Region pointing data:
____
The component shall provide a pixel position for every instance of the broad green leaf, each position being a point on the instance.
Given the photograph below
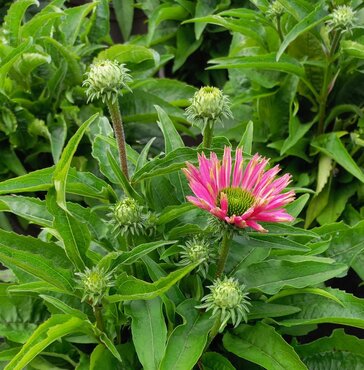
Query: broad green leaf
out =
(14, 17)
(72, 59)
(262, 345)
(75, 235)
(45, 261)
(345, 242)
(331, 145)
(234, 25)
(128, 258)
(267, 62)
(171, 162)
(8, 62)
(30, 208)
(19, 315)
(271, 276)
(187, 341)
(270, 241)
(72, 21)
(65, 308)
(53, 329)
(129, 54)
(263, 310)
(314, 18)
(316, 309)
(131, 288)
(215, 361)
(246, 141)
(124, 12)
(352, 48)
(339, 351)
(79, 183)
(149, 332)
(172, 139)
(62, 167)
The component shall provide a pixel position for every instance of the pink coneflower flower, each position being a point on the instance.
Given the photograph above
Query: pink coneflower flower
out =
(237, 195)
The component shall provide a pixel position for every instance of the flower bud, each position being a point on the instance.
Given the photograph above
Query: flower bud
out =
(94, 283)
(197, 250)
(227, 299)
(129, 216)
(342, 18)
(105, 79)
(275, 9)
(208, 103)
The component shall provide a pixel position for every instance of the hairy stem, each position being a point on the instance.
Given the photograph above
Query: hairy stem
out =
(225, 246)
(207, 134)
(119, 134)
(98, 316)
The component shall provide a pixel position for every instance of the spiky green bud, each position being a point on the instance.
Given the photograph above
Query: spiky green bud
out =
(208, 104)
(94, 284)
(227, 299)
(105, 79)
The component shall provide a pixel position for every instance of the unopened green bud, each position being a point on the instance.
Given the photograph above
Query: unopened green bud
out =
(208, 103)
(227, 299)
(275, 9)
(94, 284)
(197, 250)
(342, 18)
(105, 79)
____
# Exercise goal
Copy the data word for word. Pictures do not go in the copy.

# Result
The component shall provide a pixel position for every instance of the broad green leaf, each position being a point on the instance.
Given the photograph below
Query: broad green leaf
out =
(14, 17)
(72, 59)
(262, 345)
(75, 235)
(45, 261)
(345, 242)
(331, 145)
(234, 25)
(128, 258)
(267, 62)
(171, 162)
(8, 62)
(30, 208)
(19, 315)
(271, 276)
(187, 341)
(270, 241)
(72, 21)
(65, 308)
(53, 329)
(129, 54)
(263, 310)
(314, 18)
(316, 309)
(131, 288)
(215, 361)
(246, 141)
(124, 12)
(352, 48)
(339, 351)
(79, 183)
(149, 332)
(172, 139)
(62, 167)
The component shall provide a pixel position for every instance of the pink coneflower flower, each position being a point on the instance.
Given the photograph above
Query: pink coneflower flower
out =
(237, 195)
The component shall provide a pixel position for every instance of the flower bud, each position being a point on the instance.
Given the photograph above
Query: flower bud
out =
(94, 283)
(197, 250)
(227, 299)
(129, 216)
(342, 18)
(105, 79)
(275, 9)
(208, 103)
The component shall provide a pixel position for every instance of the hairy stem, each position being a point on the instance.
Given the photograph above
Query: hairy stem
out =
(225, 246)
(207, 134)
(119, 134)
(98, 316)
The component shall provide a pixel position for every instance of the spiky green bud, each position being a point on the instance.
Given the photograph above
Query: spiky green bud
out =
(208, 104)
(94, 284)
(227, 299)
(105, 79)
The component shall provide a pixel position for every instance of the unopened green bud, each position being a point on the instance.
Given the photograph above
Query: unopened green bud
out =
(208, 103)
(227, 299)
(275, 9)
(94, 284)
(197, 250)
(342, 18)
(105, 79)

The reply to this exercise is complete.